## ACTION ITEM A
List the three things the passage about subjective experience says your laptop is doing right now.
## ACTION ITEM B
Write the next part of the passage about subjective experience, picking up after its last sentence.

Why explaining how the brain processes information is one kind of problem, and why there is a completely different, much harder problem hiding behind it.

Here is something you are doing right now that is, when you think about it, deeply strange. As you read these words, there is something it is like to be you. The black marks on a screen look a certain way, there is a visual quality to them. Your chair feels a certain way against your body. There may be sounds in your environment that have a particular audible character. There is, in short, a subjective dimension to your experience, a felt quality, an inside view.

Now consider your laptop. It is also processing information right now, converting electrical signals, executing instructions, rendering this page. But there is presumably nothing it is like to be your laptop. There is no inside view. The lights are on in you; in the laptop, there is no one home.

What is the difference? This is the central puzzle of the philosophy of mind. It is not a puzzle about information processing, we have a reasonable account of how brains process information, and cognitive science is making progress on it. It is a puzzle about why information processing in one kind of physical system (biological brains) is accompanied by subjective experience while information processing in another kind (silicon chips) apparently is not.

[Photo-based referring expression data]
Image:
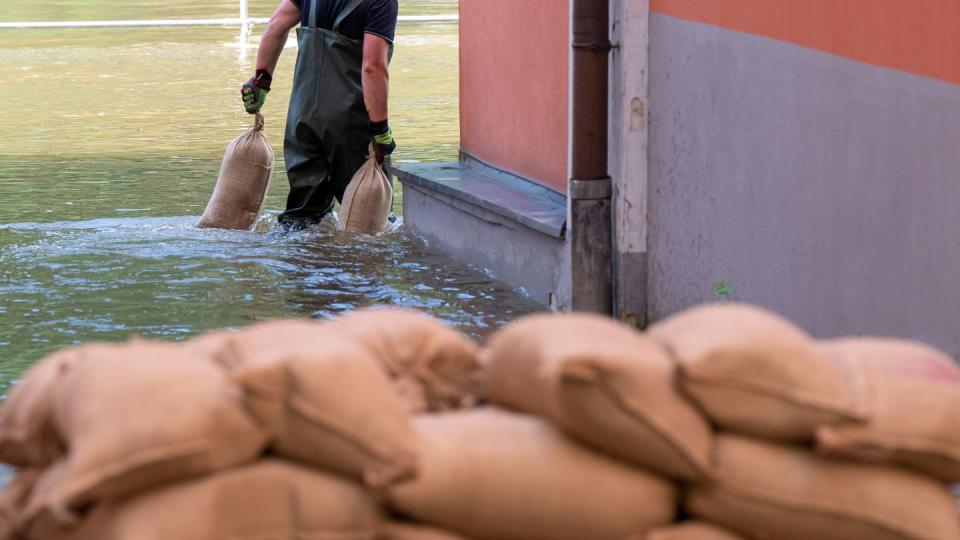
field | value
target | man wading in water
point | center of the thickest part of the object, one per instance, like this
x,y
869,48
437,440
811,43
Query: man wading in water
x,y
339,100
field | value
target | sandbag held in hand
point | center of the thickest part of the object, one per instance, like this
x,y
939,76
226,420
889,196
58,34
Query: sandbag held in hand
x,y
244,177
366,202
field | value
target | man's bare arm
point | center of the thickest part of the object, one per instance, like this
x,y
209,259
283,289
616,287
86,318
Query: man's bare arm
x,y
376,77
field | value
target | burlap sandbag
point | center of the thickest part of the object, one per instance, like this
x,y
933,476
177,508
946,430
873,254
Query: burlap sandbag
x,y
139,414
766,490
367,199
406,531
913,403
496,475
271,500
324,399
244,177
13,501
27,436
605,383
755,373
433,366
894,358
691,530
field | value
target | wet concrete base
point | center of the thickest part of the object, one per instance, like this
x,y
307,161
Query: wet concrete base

## RESPONSE A
converting electrical signals, executing instructions, rendering this page

## RESPONSE B
David Chalmers named this the hard problem of consciousness in a famous 1995 paper. He distinguished it sharply from what he calls the easy problems, explaining how the brain discriminates stimuli, integrates information, reports mental states, focuses attention. These are "easy" not because they are simple but because they are the right kind of problem: if you fully explained the underlying functional and neural mechanisms, you would have explained the phenomenon. But consciousness is different. Even if you gave a complete functional and neural account of how the brain processes a red rose, the wavelengths of light, the retinal responses, the neural pathways, the behavioral outputs, you still would not have explained why there is something it is like to see red. Why does the processing feel like anything at all?

The terminology comes from Thomas Nagel's 1974 paper "What Is It Like to Be a Bat?" Bats navigate by echolocation. We can describe the physics of echolocation, the neural processing, the behavioral repertoire. But can we know what it is like, from the inside, to experience the world through echolocation? Nagel says no. Subjective experience has a first-person character that cannot be fully captured by any third-person scientific description, no matter how complete.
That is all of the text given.